--- begin Provided entries ---

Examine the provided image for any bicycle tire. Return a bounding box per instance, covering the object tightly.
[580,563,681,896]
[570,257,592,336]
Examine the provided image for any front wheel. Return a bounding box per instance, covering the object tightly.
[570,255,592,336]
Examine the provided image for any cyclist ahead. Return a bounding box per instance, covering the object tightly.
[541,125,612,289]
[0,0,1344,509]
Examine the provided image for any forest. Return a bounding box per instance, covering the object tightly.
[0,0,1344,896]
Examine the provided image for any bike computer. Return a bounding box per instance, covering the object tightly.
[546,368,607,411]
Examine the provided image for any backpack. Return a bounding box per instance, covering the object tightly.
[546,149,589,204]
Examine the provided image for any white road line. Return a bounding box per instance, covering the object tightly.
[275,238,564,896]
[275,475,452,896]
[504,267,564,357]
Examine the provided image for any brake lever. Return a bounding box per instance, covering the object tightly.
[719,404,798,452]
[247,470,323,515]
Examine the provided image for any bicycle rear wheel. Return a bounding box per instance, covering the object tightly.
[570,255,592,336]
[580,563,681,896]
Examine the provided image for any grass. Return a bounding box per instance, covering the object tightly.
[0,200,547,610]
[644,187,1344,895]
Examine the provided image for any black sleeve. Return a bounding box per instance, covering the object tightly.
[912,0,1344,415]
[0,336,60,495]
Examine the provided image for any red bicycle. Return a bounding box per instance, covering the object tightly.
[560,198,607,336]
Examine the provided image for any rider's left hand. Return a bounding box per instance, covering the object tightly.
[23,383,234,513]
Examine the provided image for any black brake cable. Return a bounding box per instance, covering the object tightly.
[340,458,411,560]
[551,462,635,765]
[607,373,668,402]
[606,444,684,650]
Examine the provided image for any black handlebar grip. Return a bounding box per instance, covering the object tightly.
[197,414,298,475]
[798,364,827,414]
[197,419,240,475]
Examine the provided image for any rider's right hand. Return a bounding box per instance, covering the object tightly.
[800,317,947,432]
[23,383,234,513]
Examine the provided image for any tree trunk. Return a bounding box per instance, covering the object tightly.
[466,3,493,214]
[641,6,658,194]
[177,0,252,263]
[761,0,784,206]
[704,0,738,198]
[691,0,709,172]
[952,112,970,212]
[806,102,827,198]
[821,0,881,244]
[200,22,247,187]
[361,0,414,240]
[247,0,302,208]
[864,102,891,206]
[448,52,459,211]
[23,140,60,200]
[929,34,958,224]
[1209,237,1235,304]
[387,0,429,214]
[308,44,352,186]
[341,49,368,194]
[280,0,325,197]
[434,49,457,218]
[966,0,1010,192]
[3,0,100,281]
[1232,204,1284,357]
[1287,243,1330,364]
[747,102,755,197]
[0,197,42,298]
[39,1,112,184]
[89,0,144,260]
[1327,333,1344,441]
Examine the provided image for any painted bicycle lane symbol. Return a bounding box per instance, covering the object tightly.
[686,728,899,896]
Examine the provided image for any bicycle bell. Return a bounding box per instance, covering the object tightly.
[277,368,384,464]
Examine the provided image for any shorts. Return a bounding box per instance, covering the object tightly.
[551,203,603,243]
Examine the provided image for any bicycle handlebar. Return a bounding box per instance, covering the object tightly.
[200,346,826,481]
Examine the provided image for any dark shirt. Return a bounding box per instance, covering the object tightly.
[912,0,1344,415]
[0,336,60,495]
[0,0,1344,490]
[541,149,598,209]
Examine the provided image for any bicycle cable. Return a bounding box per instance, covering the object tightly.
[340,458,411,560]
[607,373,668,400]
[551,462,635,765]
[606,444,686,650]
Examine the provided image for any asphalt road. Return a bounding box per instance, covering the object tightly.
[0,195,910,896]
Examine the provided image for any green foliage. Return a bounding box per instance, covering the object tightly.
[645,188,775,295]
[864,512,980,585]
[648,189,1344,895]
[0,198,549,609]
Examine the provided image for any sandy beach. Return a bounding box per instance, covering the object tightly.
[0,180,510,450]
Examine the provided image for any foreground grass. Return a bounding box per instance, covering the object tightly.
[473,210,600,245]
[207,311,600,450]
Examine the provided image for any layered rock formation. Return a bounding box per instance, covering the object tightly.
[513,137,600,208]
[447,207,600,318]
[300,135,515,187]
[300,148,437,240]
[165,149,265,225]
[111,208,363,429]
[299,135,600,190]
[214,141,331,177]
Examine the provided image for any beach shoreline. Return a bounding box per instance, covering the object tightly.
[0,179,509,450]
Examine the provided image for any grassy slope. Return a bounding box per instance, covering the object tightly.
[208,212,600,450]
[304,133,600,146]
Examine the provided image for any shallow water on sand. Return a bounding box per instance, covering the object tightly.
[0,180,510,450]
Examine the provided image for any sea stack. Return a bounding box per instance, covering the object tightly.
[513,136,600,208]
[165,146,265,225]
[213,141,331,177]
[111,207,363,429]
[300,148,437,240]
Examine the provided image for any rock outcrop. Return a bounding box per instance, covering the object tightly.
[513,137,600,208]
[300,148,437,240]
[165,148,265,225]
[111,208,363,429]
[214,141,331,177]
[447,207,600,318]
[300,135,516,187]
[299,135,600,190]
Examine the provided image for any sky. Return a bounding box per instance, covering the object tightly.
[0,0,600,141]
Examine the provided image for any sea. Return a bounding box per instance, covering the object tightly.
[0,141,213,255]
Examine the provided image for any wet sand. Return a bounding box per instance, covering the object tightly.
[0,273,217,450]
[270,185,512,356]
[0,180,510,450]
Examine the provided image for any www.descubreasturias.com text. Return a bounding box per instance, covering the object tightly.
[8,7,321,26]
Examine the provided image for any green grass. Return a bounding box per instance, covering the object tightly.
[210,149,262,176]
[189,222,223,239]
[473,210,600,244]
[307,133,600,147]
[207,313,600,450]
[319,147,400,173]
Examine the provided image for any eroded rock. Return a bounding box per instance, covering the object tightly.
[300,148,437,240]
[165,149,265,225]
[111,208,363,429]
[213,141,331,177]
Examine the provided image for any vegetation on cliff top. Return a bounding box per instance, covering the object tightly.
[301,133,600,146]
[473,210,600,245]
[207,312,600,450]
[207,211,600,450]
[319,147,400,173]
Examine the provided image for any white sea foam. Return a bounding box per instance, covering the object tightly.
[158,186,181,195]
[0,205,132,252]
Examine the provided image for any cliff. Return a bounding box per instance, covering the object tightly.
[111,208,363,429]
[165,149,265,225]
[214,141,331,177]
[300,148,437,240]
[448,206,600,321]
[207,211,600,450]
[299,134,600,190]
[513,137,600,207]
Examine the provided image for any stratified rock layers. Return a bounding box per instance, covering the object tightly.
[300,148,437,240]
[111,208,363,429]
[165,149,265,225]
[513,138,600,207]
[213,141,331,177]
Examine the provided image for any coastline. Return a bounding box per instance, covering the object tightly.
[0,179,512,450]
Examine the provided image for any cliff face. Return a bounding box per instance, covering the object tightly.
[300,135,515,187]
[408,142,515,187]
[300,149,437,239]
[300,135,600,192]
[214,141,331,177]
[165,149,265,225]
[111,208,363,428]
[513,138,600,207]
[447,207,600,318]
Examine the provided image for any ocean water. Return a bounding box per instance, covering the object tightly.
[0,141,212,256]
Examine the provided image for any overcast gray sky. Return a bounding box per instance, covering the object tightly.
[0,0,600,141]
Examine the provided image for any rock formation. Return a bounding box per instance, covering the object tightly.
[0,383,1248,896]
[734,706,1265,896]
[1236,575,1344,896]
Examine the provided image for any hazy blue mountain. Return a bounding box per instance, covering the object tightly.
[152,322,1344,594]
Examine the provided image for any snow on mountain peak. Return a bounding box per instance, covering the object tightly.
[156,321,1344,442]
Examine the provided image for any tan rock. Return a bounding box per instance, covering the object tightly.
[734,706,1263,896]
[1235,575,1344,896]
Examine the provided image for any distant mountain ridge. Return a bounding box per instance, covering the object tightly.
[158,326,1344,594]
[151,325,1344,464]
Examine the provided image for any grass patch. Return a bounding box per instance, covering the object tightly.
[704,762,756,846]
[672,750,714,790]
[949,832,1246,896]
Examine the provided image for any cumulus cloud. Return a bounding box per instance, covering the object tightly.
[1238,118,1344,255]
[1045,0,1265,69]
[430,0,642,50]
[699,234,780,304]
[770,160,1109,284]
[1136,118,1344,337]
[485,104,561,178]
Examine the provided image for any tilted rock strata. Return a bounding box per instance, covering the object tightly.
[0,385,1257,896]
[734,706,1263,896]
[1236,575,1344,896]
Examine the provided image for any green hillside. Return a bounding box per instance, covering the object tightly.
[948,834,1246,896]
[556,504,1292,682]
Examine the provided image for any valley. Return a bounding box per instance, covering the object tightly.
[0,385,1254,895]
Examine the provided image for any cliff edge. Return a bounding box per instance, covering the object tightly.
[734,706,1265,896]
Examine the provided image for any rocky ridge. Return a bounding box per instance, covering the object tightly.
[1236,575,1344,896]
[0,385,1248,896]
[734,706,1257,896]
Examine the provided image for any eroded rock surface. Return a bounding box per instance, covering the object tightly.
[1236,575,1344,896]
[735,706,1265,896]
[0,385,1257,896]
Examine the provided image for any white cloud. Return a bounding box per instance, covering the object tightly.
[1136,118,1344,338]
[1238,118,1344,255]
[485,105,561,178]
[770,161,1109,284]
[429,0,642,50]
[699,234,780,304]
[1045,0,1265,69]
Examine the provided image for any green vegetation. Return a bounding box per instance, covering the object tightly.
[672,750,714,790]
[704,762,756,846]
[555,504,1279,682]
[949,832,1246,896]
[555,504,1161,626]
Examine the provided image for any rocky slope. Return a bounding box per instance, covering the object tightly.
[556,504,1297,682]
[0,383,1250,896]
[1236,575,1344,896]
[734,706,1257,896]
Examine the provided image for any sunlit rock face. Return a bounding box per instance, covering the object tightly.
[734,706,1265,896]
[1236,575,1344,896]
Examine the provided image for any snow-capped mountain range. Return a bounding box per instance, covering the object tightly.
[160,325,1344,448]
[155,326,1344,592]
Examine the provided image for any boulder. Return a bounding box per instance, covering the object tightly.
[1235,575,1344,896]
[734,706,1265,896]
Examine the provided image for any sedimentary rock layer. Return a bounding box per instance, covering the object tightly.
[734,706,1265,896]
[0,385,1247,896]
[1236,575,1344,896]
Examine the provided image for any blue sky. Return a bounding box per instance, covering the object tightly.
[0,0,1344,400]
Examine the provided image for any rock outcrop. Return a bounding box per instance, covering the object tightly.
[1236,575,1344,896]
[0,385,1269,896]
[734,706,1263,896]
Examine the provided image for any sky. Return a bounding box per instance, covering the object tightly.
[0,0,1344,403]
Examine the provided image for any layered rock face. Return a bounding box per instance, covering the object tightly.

--- end Provided entries ---

■ **The exercise**
Return every line of the data above that contains the string "ridge", treating uppercase and lowercase letters as different.

■ **Full answer**
Examine the provided image for any distant mountain ridge. Return a bounding box per instance, covering the object tightly.
Examine the provided image for any rocky ridge. Return a bounding box per instance, covering the object tightly.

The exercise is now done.